In re BITUMINOUS COAL WAGE AGREEMENTS.
Appeal of TRUSTEES OF the UNITED MINE WORKERS OF AMERICA
HEALTH AND RETIREMENT FUNDS, in Nos. 84-3166 & 84-3220.
Appeal of INTERNATIONAL UNION, UNITED MINE WORKERS OF
AMERICA, in Nos. 84-3167 & 84-3237.
Appeal of DUQUESNE LIGHT COMPANY and Associated Electric
Cooperative, Inc., in Nos. 84-3371 & 84-8067.

Nos. 84-3166, 84-3167, 84-3220, 84-3237, 84-3371 and 84-8067.

United States Court of Appeals,
Third Circuit.

Argued Nov. 26, 1984.
Decided Feb. 27, 1985.
Rehearing and Rehearing In Banc in Nos. 84-3166, 84-3167,
84-3220, 84-3237 and 84-3371 Denied April 1, 1985.

Stephen J. Pollak (argued), Ralph J. Moore, Jr., Wendy S. White, Julie Melamud, Shea & Gardner, William F. Hanraham, Washington, D.C., for Trustees of United Mine Workers of America Health and Retirement Funds.

Earl V. Brown, Jr. (argued), Michael H. Holland, Willard P. Owens, Kurt Kobelt, United Mine Workers of America, Washington, D.C., for Intern. Union, United Mine Workers of America.

David McNeil Olds (argued), Daniel I. Booker (argued), Michael E. Lowenstein, Reed, Smith, Shaw & McClay, Pittsburgh, Pa., for Duquesne Light Co., Associated Elec. Co-op., Inc., Union Carbide Corp. and U.S. Fuel Co.; Walter T. Wardzinski, Larry R. Crayne, Pittsburgh, Pa., of counsel, for Duquesne Light Co.

Eugene E. Andereck, Stockard, Andereck, Hauck, Sharp & Evans, Jefferson City, Mo., for Associated Elec. Co-op., Inc.

Robert L. Doan, Richard P. Lawlor, Danbury, Conn., for Union Carbide Corp.

Anthony J. Polito, David J. Laurent, Corcoran, Hardesty, Ewart, Whyte & Polito, P.C., Pittsburgh, Pa., for Consolidation Coal Co., Gilbert Fuel Co., Harmar Coal Co., La Luz Ohio, Inc., Muskingum Mining Co., Royalty Smokeless Coal Co., Shannon Pocahontas Coal Co. and Virginia Crews Coal Co.

E.M. Payne, III, File, Payne, Scherer & Brown, Beckley, W.V., for Douglas Pocahontas Coal Co.

John W. Latella, Cauley, Conflenti & Latella, Pittsburgh, Pa., for Luzerne Coal Corp.

Milton T. Herndon, Campbell, Woods, Bagley, Emerson, McNeer & Herndon, Huntington, W.V., for Metco Mining Corp.

※ ※ ※

Directive a
Rewrite the rows between the line holding "Locate the gravel" and the end of the rows, inclusive, replacing "tall grass" with "long grass" and leaving everything else unchanged.

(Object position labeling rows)
※ ※ ※

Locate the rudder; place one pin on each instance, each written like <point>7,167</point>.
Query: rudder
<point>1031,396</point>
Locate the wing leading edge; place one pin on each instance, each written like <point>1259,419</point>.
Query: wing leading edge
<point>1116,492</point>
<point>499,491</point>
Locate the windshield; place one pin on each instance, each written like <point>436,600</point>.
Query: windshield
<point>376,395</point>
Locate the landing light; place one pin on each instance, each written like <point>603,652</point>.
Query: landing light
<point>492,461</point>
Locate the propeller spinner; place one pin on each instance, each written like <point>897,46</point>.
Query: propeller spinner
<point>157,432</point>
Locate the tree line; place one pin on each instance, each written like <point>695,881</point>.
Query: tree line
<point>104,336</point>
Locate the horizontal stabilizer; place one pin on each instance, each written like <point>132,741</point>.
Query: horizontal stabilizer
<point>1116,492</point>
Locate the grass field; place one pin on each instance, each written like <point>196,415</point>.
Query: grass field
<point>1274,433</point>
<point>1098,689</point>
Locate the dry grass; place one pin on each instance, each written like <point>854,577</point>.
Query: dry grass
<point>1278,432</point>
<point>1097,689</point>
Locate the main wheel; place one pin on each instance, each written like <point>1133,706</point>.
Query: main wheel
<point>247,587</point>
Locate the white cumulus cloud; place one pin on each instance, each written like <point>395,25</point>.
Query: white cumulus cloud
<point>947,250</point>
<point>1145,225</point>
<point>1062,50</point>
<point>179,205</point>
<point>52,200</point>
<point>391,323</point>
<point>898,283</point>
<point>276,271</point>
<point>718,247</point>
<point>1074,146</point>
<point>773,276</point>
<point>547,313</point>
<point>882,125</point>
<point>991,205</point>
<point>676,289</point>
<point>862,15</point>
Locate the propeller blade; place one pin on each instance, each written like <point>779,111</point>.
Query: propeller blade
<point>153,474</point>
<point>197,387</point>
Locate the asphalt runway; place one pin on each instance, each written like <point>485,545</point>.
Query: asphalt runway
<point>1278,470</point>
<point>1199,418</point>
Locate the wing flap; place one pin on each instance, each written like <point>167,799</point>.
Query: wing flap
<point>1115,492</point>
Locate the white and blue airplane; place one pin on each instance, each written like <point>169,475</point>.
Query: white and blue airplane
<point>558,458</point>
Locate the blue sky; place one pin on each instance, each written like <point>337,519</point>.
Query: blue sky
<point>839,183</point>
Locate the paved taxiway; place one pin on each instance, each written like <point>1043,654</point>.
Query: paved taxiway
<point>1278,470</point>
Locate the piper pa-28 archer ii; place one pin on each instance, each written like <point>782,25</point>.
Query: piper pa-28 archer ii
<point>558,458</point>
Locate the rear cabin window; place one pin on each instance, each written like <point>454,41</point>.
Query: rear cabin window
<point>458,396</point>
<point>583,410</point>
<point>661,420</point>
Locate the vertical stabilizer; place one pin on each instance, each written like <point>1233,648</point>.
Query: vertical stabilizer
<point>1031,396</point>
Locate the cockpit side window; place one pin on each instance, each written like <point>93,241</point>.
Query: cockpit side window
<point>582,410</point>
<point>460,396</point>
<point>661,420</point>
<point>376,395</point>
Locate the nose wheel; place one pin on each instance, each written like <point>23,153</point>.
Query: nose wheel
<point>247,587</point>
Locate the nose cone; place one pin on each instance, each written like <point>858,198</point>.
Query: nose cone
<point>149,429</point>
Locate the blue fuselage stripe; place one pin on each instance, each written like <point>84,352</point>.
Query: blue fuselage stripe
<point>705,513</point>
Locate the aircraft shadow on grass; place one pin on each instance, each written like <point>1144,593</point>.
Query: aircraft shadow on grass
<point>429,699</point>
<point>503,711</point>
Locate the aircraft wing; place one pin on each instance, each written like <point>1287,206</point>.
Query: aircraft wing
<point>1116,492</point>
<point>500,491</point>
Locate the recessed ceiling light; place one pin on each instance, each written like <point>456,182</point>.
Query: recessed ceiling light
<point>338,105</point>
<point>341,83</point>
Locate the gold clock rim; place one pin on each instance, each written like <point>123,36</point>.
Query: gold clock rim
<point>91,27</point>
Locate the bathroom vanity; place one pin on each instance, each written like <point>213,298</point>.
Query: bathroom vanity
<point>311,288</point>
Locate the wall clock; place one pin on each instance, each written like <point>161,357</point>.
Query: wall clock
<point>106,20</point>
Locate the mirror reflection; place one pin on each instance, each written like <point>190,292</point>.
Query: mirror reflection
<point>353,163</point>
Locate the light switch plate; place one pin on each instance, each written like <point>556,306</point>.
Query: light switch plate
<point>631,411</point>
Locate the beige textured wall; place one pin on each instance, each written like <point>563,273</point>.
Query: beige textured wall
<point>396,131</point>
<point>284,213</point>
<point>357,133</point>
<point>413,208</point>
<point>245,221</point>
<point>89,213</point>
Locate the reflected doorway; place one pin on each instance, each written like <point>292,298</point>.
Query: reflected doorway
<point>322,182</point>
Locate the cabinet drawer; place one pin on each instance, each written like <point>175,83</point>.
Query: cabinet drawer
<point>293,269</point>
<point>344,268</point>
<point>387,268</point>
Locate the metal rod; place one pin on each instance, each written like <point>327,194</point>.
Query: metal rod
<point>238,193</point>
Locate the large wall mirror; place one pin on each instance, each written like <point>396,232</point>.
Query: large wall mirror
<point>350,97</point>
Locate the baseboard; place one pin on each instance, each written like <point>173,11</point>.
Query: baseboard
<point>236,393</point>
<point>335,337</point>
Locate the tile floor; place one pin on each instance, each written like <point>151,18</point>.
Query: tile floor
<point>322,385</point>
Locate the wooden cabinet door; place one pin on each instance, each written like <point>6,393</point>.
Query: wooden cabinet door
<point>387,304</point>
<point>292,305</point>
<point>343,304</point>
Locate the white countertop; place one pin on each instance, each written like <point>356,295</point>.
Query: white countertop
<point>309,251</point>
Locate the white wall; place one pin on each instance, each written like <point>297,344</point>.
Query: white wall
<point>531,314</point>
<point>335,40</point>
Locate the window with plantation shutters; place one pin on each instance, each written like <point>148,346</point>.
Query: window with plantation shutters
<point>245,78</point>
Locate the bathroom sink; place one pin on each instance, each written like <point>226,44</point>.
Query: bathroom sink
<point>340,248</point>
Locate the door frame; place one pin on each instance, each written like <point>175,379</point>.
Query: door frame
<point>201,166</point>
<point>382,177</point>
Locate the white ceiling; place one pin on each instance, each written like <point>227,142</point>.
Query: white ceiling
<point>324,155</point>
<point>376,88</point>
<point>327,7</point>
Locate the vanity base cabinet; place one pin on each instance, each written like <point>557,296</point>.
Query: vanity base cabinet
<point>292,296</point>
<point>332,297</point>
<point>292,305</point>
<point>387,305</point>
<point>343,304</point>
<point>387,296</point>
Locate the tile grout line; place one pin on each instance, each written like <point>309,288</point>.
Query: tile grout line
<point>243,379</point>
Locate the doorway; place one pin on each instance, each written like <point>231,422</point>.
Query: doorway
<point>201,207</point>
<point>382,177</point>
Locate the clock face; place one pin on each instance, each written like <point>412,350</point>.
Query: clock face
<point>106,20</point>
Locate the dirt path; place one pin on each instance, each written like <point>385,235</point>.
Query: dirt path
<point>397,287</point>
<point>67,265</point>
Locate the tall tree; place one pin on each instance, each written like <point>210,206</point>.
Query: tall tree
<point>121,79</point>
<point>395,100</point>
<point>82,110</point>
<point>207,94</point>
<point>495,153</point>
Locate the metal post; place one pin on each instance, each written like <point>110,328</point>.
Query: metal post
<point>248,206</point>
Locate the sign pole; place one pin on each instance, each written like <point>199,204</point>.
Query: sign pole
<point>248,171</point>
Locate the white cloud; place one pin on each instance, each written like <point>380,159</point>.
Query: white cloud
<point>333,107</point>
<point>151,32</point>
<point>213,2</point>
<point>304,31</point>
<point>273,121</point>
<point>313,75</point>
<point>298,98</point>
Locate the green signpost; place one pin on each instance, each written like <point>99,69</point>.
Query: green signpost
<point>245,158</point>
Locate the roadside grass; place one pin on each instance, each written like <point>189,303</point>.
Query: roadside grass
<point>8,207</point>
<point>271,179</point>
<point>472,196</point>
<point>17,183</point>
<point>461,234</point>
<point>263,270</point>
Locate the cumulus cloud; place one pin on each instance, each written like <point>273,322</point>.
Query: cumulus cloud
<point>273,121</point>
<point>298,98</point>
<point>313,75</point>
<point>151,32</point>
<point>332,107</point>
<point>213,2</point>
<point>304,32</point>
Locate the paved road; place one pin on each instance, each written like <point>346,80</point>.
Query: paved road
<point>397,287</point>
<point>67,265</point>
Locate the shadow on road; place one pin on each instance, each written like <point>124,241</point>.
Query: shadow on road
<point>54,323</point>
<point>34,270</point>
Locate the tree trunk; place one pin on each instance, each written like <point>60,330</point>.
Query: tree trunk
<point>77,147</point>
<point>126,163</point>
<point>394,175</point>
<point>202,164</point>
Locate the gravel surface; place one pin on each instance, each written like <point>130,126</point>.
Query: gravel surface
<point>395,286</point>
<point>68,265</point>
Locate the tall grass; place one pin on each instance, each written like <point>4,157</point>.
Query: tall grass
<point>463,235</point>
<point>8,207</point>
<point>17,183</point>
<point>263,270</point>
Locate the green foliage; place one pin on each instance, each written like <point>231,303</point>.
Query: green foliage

※ ※ ※

Directive b
Continue the court record of the bituminous coal wage agreements appeal from where it stops.

Expected output a
Locate the gravel surface; place one pin on each instance, each written like <point>130,126</point>.
Query: gravel surface
<point>395,286</point>
<point>68,265</point>
Locate the long grass; place one pin on each instance, each written like <point>4,157</point>.
Query: long grass
<point>463,235</point>
<point>8,207</point>
<point>17,183</point>
<point>263,270</point>
Locate the green foliage; place one pin on each instance, each written like <point>231,303</point>.
Query: green foliage

Expected output b
Gregg M. Rosen, Rosen & Mahfood, Pittsburgh, Pa., for Old Home Manor, Inc.

Harry L. Hopkins, Charles C. Pinckney, Lange, Simpson, Robinson & Somerville, Birmingham, Ala., for Pulltight Coal, Inc., Lakeside Coal Co. and Kinlock Coal, Inc.

John L. Kilcullen, Kilcullen, Wilson & Kilcullen, Chartered, Washington, D.C., for Reitz Coal Co. and Doe Valley Coal Co.

Jeffrey J. Leech, Tucker & Arensberg, P.C., Pittsburgh, Pa., for West Newton Coal Logistics Co.

Laurence Gold, Elliott Bredhoff, Michael H. Gottesman, David M. Silberman, Bredhoff & Kaiser, Washington, D.C., for American Federation of Labor and Congress of Indus. Organizations and Indus. Union Dept., AFL-CIO, as amici curiae; George Kaufmann, Washington, D.C., of counsel.

Robert A. Dufek, Charles P. O'Connor, Morgan, Lewis & Bockius, Washington, D.C., for Bituminous Coal Operators' Ass'n, Inc., as amicus curiae.

Before HUNTER and WEIS, Circuit Judges, and THOMPSON, District Judge.*

OPINION OF THE COURT

WEIS, Circuit Judge.

The United Mine Workers Union has incorporated a "purchased-coal" clause in its collective bargaining agreements. By its terms, a signatory employer must contribute to the Union Health and Retirement Funds an equal amount per ton of coal whether it mines the mineral or purchases it from a non-signatory. The district court enjoined enforcement of the clause because it was union signatory on its face. However, we conclude that the legality of the provision must be resolved in the circumstances affecting each purchase. Accordingly, we will vacate the summary judgment in favor of the employers and remand. Because resolution of these issues may moot the employers' antitrust claims, we will remand them as well.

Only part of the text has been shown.